**Exercise requirements:**
- 1) Show each line of the rows below that contains the word "baobab".
- 2) Proceed with the passage below about building a guitar, writing on from its last sentence.
═════ Given passage ═════
Here are a few pictures of the process:

This is the back with the center reinforcing strip glued on. I've chiseled spaces for the back braces, which can be seen off to the side, to be glued on.

Below is the back glued onto the sides inside the guitar mold. You can see the back reinforcing strip and the back braces.

Here is the top ready to be glued on. You can see the top braces, which have to be strong enough to withstand the 150 lbs. of pull from the strings yet light enough to allow the top to vibrate and resonate.

The guitar is out of the mold and the binding has been glued on. Those are one-inch pieces of abalone shell which I've arranged around the guitar top to be glued in. Each piece had to be mitered with a file so that it would fit neatly with its neighbor, and then individually glued with epoxy. As you might imagine this took several hours, but it really dresses the guitar up.

Hammering the frets into the fretboard. You can see the decorative abalone shell position markers. After all the frets were installed the ends were cut off. Later I'll file the ends, level and polish each fret.
═════ Stored records ═════
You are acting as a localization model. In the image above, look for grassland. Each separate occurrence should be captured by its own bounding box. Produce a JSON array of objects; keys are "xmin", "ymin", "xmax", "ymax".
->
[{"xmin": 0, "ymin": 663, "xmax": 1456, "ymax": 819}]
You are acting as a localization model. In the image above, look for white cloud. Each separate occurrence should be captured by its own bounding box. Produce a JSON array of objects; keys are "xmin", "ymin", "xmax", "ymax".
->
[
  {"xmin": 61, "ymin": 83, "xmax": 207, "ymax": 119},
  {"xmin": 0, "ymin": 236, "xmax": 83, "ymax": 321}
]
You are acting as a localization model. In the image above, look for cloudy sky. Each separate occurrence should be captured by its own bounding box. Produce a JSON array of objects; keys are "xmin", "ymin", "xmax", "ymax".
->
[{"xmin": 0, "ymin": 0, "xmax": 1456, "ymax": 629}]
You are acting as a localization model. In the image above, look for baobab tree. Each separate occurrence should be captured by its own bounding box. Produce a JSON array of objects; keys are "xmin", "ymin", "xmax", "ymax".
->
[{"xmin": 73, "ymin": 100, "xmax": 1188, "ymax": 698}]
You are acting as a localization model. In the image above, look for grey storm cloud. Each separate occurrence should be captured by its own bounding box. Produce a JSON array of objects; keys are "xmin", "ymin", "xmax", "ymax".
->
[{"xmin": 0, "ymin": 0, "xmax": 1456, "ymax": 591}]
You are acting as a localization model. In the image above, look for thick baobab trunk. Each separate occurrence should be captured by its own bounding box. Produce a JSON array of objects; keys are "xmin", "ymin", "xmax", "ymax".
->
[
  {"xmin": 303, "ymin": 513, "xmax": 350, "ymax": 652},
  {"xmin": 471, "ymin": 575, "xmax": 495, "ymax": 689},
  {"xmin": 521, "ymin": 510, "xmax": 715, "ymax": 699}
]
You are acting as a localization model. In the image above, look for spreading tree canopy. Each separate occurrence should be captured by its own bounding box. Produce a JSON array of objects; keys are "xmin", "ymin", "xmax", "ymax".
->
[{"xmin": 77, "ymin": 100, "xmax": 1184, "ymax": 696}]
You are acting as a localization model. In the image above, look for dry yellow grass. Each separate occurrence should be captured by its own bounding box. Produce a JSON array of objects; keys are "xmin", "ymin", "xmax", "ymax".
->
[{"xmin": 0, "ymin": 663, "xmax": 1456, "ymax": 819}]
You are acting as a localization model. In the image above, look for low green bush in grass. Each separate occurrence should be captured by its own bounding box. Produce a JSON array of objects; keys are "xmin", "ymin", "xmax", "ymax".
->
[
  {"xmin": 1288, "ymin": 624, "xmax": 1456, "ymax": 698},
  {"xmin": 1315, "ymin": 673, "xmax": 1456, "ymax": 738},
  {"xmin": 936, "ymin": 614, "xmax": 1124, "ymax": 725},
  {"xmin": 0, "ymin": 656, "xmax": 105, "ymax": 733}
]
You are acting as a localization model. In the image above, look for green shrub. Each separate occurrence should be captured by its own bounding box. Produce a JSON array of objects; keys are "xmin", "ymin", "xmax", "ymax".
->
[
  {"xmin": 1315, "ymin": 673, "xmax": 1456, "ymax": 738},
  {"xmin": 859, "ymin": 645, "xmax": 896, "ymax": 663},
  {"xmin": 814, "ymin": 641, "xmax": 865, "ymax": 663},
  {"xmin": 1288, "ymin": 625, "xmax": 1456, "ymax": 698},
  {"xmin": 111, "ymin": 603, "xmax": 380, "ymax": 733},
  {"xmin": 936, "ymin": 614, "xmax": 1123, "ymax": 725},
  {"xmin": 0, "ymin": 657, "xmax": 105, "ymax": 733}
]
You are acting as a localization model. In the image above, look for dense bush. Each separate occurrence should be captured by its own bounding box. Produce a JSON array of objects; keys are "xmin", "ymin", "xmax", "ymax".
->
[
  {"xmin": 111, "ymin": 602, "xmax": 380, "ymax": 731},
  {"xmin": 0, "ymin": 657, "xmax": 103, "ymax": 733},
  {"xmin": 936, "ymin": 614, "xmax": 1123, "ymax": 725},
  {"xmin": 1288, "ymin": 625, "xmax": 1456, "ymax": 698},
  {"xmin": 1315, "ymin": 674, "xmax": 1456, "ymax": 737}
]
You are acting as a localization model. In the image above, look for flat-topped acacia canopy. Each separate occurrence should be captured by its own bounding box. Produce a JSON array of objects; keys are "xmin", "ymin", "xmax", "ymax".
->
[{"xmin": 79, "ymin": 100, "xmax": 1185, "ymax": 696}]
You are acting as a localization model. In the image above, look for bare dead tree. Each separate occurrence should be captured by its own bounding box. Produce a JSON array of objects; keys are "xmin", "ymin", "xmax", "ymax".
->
═════
**Answers for the exercise:**
- 1)
You are acting as a localization model. In the image above, look for baobab tree. Each separate occurrence should be captured by its own bounding box. Produce a JSON array of objects; keys are "xmin", "ymin", "xmax", "ymax".
You are acting as a localization model. In the image above, look for thick baobab trunk. Each separate occurrence should be captured by its own bounding box. Produce a JSON array of objects; keys are "xmin", "ymin", "xmax", "ymax".

- 2)
This is where I am right now. The neck has been attached and the body has been sealed with three very thin coats of epoxy. I'll level this coat with very fine sandpaper, and next weekend I'll head to the spray booth to apply the acrylic urethane finish. The neck and the bridge position have been masked off to protect them from the finish. The shiny swirling marks are a type of figure in the grain of the spruce called "bearclaw." In addition to being (in many people's opinion) beautiful, bearclaw figure is also stiffer than regular straight grain, which adds to the tone of the guitar. You can also see the abalone shell trim around the edge of the guitar as well as around the soundhole.

After letting the finish cure for two weeks, I'll sand and polish it to a high gloss, then take off the masking tape and glue the bridge on. After the tuners, nut and saddle are installed, I'll string it up, make the final setup adjustments, and it'll be ready to deliver to it's owner.

I'll post some more pictures so you can see what it looks like when it's finished.